What the task requires - Please say how many lines in the records contain the word "foliage", giving only the number.

Study material -

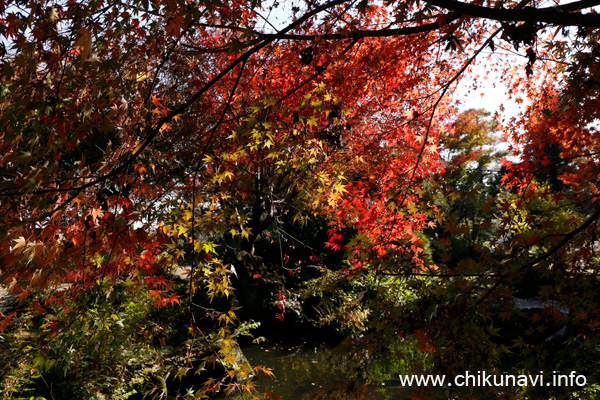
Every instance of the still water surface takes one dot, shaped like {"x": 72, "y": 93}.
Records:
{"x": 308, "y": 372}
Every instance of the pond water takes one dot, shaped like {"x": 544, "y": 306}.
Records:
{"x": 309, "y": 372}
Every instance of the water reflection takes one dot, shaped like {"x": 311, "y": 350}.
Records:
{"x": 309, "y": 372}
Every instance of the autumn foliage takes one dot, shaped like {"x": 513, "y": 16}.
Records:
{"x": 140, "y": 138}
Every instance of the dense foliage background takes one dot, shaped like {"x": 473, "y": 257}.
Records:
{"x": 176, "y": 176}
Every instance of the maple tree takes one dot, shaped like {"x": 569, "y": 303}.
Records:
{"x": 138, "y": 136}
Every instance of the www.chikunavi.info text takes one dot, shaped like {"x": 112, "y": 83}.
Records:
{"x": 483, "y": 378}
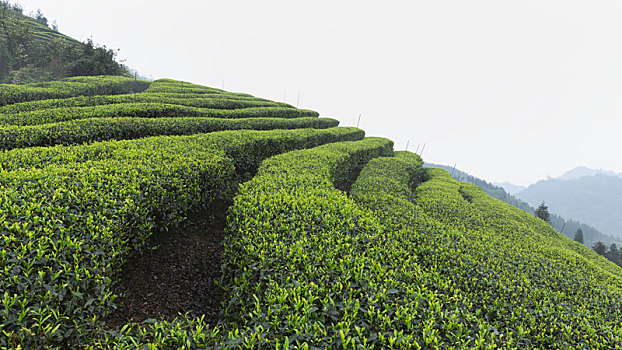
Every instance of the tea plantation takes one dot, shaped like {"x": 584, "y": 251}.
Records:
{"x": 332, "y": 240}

...

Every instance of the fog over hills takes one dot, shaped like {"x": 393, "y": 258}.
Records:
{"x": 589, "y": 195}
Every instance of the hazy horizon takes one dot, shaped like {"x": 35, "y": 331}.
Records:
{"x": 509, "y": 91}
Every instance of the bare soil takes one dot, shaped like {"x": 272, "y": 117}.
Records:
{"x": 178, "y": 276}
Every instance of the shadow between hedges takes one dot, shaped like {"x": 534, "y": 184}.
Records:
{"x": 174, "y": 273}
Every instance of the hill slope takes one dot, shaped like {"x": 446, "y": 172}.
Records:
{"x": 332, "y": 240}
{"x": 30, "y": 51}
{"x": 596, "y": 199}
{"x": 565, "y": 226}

==

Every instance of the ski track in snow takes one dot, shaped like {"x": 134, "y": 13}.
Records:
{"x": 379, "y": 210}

The completed task - 2